+++ Entries

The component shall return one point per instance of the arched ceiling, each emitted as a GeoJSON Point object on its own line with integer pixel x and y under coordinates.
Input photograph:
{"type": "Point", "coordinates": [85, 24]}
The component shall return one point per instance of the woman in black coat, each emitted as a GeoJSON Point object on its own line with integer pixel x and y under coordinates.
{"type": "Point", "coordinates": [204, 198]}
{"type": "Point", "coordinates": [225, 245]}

++++++
+++ Entries

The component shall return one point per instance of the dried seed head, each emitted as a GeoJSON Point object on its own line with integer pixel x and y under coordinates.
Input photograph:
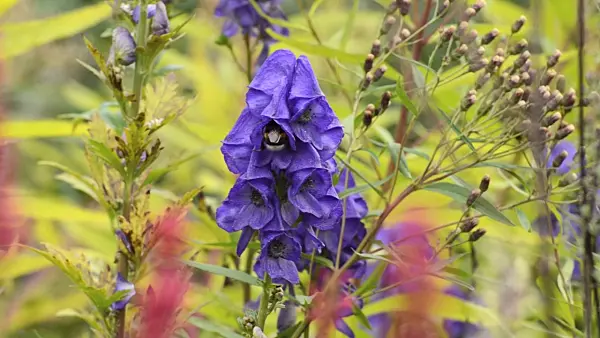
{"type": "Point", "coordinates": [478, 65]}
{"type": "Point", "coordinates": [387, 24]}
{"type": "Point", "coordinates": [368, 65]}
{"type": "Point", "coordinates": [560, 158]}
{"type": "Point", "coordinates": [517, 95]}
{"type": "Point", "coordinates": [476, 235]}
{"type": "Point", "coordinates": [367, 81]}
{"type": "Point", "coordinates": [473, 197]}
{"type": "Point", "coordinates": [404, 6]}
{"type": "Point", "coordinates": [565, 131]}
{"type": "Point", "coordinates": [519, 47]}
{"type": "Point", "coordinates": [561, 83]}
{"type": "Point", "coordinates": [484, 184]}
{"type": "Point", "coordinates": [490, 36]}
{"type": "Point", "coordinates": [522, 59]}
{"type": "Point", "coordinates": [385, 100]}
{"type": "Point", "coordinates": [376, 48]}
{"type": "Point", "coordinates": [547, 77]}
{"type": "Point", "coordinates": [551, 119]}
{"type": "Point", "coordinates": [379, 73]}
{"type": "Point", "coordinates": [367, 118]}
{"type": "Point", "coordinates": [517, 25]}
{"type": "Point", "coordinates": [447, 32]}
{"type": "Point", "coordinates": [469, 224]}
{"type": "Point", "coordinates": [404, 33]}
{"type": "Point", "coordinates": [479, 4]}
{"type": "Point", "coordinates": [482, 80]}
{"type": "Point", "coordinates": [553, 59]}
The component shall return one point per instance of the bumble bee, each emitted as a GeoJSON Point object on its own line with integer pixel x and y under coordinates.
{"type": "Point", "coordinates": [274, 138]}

++++++
+++ Entries

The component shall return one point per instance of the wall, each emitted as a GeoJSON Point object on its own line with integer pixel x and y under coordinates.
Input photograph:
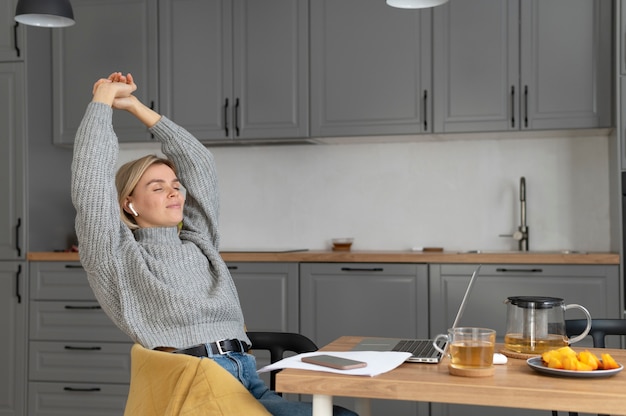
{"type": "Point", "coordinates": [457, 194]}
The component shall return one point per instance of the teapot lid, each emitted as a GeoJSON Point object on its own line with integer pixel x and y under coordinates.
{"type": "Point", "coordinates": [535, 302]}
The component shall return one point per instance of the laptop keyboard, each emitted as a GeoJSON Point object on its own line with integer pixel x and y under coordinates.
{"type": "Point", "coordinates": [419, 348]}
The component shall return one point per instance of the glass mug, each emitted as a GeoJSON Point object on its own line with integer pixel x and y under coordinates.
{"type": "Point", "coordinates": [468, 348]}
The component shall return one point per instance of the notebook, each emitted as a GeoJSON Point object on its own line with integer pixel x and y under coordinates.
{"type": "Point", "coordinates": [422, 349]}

++++++

_Your goal_: Keep only the lines of the material above that contain the string "integer", treating uppercase and lowercase as different.

_Solution to this task_:
The component shall return one point per instance of the arched ceiling, each emitted as a GeoJSON Point object on its own line with integer pixel x and y under coordinates.
The component shall return one point per instance of the woman in black coat, each emitted as a GeoJSON Point object on its own line with integer pixel x and y under coordinates.
The component shall return one point per instance of the dried seed head, each emitted as a GeoJSON Point object on its own line with integer pixel x and y under coordinates.
The component shall return one point per instance of the bumble bee, each emitted as a GeoJSON Point object on its own line with integer pixel x and y under coordinates.
The component shall return one point per instance of the wall, each emitted as a GeoJSON Point object on its own line with integer pixel x and y under coordinates.
The component shall return one point per instance of the teapot lid, each emitted as a GeoJSON Point object on its own line with integer pixel x and y under coordinates.
The component shall return one point per instance of the laptop keyboard, each emitted as a GeoJSON Point object on its own line with integer pixel x and y under coordinates.
The component shall return one point per instance of the glass mug, each emitted as a GeoJSON Point object on its own line with integer pixel x and y under coordinates.
The component shall return one point per instance of the notebook, each emitted as a GeoJSON Point object on its own line with integer pixel x and y under coordinates.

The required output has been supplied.